Retype each line below precisely.
————————
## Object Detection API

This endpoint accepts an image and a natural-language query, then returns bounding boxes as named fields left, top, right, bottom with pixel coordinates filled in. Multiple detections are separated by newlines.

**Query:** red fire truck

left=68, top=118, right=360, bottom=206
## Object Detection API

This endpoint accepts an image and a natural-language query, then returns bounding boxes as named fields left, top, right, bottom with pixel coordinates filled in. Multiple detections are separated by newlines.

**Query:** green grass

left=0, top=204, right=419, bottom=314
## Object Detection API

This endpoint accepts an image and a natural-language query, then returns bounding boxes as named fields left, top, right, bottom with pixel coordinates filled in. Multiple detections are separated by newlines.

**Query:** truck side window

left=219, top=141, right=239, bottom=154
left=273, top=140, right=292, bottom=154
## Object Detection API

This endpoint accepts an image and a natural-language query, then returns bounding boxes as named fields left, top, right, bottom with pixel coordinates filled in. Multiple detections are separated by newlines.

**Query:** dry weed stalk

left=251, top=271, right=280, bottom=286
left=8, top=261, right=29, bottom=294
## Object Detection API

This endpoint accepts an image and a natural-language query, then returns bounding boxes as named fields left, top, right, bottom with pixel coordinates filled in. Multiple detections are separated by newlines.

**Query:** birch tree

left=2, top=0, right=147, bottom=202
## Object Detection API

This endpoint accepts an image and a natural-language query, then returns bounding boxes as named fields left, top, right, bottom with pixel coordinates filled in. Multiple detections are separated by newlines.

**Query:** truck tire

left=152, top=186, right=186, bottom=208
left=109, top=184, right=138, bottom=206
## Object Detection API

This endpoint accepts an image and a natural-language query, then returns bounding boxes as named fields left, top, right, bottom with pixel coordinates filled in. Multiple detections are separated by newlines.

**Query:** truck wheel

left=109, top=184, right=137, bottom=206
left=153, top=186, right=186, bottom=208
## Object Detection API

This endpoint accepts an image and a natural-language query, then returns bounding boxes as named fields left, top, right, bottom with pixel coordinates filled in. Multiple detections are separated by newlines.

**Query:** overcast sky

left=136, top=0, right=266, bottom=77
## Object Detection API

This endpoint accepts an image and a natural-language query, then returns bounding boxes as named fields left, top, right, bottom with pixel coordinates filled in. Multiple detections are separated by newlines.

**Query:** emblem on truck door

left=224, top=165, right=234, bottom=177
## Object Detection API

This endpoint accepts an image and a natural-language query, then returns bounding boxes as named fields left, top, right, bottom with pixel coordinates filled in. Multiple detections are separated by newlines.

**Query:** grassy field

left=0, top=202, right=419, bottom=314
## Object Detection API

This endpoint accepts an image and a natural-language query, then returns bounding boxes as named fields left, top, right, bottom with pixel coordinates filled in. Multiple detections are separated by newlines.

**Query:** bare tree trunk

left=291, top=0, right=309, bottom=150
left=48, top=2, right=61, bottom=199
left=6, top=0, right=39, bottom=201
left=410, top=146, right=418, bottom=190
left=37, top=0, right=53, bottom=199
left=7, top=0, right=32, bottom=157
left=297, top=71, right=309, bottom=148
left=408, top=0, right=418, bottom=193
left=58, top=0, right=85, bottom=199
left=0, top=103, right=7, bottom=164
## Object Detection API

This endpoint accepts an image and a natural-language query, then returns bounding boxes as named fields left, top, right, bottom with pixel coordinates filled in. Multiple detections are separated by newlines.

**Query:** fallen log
————————
> **Answer to the problem**:
## Object Detection API

This endpoint accepts an image and a natural-language query, then returns bounding boxes as named fields left, top, right, bottom with pixel coordinates filled in. Multiple detections are separated by newlines.

**Query:** red fire truck

left=68, top=118, right=360, bottom=206
## Object Detection API

This endpoint accepts an image and a natural-language query, then returns bounding boxes as named fields left, top, right, bottom with pixel coordinates filled in. Multiple detections are separated by newlines.

**Query:** green grass

left=0, top=204, right=419, bottom=314
## Object Detection API

This endpoint accepts an image and a natural-language query, then returns bounding boxes as named fields left, top, right, bottom with pixel coordinates filled in. Multiple detections are separated by newlines.

**Query:** truck side window

left=219, top=141, right=239, bottom=154
left=273, top=140, right=292, bottom=154
## Object Detection API

This endpoint accepts an image and a natural-language query, then returns bounding boxes as named fields left, top, right, bottom with pixel coordinates filled in. Multiple detections are separated by newlines.

**Query:** dry weed stalk

left=251, top=271, right=280, bottom=286
left=8, top=261, right=29, bottom=294
## Object Detection API

This endpoint accepts an image and a natural-language query, then returns bounding boxes as named fields left, top, right, bottom with pixel coordinates filled in. Multiple detections are separated by newlines.

**Query:** birch tree

left=2, top=0, right=147, bottom=202
## Object Detection API

This endpoint accepts an image and a natural-language query, then returns bounding boxes as named fields left, top, right, bottom with pixel coordinates filled in. Multiple detections are separated by newlines.

**Query:** truck tire

left=152, top=186, right=186, bottom=208
left=109, top=184, right=138, bottom=206
## Object Detection API

This endpoint accepts an image and a natural-language query, then returns bounding boxes as named fields left, top, right, bottom with pixel coordinates filled in. Multiple detections are separated by newlines.

**Query:** truck wheel

left=109, top=184, right=137, bottom=206
left=153, top=186, right=186, bottom=208
## Object Detection API

This endpoint accepts an image and a natural-language query, then returns bounding boxes as named fields left, top, right, bottom with pixel coordinates filled in. Multiple detections are separated by newlines.

**Query:** overcast sky

left=136, top=0, right=266, bottom=77
## Object Detection API

This endpoint accepts an image and a natural-language query, then returns bounding boxes as named fields left, top, right, bottom with pixel coordinates filled in. Multiple detections are separated by newlines.

**Query:** emblem on truck door

left=224, top=165, right=234, bottom=177
## Object Detection API

This endpoint accepts an image and a natural-language query, then returns bounding boxes as named fields left, top, right, bottom with pixel coordinates filled in. Multiple detections are separated by newlines.

**Query:** grassy field

left=0, top=202, right=419, bottom=314
## Object Detection API

This endpoint accepts an image and a natural-language query, then returns bounding boxes as named fields left, top, right, bottom with pixel coordinates filled in. Multiple detections are separated by newlines.

**Query:** bare tree trunk

left=291, top=0, right=309, bottom=150
left=48, top=2, right=61, bottom=199
left=6, top=0, right=39, bottom=201
left=410, top=146, right=418, bottom=190
left=37, top=0, right=53, bottom=199
left=7, top=0, right=32, bottom=157
left=297, top=71, right=309, bottom=148
left=408, top=0, right=418, bottom=193
left=58, top=0, right=85, bottom=199
left=0, top=103, right=7, bottom=164
## Object Detection API

This endpoint accepts an image and a natural-language query, then returns bounding boxes as named fields left, top, right, bottom with pixel coordinates filled in. Multiple detections are separated by newlines.

**Query:** fallen log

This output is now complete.